[Data entries]
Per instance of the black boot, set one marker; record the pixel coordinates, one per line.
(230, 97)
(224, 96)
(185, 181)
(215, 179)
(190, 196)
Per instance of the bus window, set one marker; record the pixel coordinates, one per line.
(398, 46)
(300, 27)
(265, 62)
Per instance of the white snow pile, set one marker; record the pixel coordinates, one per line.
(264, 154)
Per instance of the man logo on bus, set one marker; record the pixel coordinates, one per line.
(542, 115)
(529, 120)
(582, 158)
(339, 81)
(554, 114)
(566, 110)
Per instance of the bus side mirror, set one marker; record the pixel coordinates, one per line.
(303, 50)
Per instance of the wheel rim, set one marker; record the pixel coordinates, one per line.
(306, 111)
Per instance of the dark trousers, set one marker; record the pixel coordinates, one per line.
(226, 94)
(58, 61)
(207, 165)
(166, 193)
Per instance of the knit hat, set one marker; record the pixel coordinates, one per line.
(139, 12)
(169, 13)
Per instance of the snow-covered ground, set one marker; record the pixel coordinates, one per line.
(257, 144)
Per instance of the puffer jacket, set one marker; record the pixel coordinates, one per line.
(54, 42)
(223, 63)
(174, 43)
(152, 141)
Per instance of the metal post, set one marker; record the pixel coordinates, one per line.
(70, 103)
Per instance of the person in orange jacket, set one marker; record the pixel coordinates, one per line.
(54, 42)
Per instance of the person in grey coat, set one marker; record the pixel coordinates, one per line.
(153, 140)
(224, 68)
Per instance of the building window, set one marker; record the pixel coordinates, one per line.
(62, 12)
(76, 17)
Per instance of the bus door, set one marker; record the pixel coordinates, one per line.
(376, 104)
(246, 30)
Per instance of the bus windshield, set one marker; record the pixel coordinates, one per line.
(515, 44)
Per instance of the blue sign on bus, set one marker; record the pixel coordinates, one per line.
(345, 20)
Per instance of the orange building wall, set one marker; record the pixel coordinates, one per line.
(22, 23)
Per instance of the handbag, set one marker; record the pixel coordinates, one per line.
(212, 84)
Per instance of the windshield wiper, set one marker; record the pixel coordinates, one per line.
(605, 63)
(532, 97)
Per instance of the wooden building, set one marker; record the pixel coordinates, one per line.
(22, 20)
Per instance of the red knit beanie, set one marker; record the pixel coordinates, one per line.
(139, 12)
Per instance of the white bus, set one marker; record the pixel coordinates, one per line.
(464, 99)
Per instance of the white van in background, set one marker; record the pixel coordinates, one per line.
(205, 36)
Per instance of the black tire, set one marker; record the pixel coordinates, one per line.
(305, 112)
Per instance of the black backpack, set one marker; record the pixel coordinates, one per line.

--

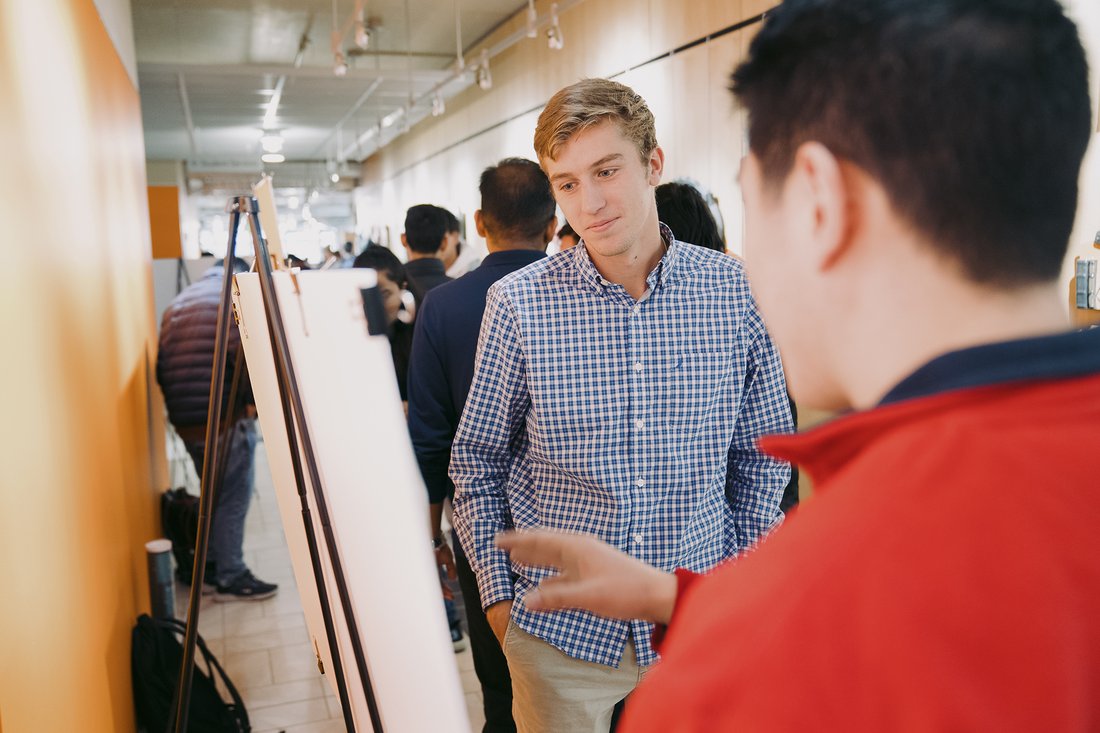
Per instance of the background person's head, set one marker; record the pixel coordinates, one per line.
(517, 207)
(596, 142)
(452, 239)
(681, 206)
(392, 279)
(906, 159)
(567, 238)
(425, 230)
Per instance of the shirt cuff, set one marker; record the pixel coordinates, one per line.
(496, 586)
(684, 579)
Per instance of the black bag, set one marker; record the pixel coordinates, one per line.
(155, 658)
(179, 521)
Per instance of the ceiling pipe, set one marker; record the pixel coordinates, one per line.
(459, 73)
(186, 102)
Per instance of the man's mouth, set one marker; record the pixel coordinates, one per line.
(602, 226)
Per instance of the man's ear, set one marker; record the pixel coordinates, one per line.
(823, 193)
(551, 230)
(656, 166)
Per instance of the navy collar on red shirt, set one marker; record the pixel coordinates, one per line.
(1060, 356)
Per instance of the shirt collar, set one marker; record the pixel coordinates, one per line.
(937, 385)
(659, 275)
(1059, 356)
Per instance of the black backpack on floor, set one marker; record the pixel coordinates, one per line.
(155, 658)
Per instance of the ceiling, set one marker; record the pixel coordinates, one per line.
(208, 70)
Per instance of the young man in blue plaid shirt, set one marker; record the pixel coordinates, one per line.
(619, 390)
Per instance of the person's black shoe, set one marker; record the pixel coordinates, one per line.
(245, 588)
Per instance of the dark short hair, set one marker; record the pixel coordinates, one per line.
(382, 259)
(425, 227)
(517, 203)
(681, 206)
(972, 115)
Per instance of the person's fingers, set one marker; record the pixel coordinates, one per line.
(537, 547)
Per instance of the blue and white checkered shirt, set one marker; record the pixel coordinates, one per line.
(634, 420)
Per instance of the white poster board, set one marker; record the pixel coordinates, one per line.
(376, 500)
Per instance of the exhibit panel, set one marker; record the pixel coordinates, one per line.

= THE EXERCISE =
Retype the lines from the one containing "Per instance of the person's black" through the one containing "Per instance of the exhibit", both included, with no changes.

= OUTPUT BELOW =
Per instance of the person's black shoe, set one marker; record the pixel coordinates, one per line.
(245, 588)
Per instance of the dark short hair, set one marker; record the pixel coordinates, one per line.
(382, 259)
(425, 227)
(517, 203)
(681, 206)
(972, 115)
Per instance of the person's fingers, set one marker; record the pixel coordinates, one per line.
(537, 547)
Per instance of the blue and white checkered shirt, set one marker; record the pixel coordinates, one per line.
(634, 420)
Per instance of the white poster board, set one marker; record the pixel coordinates, one per line.
(376, 500)
Per instance of the exhibit panel, set one marker; record the pixel coordinates, one per line.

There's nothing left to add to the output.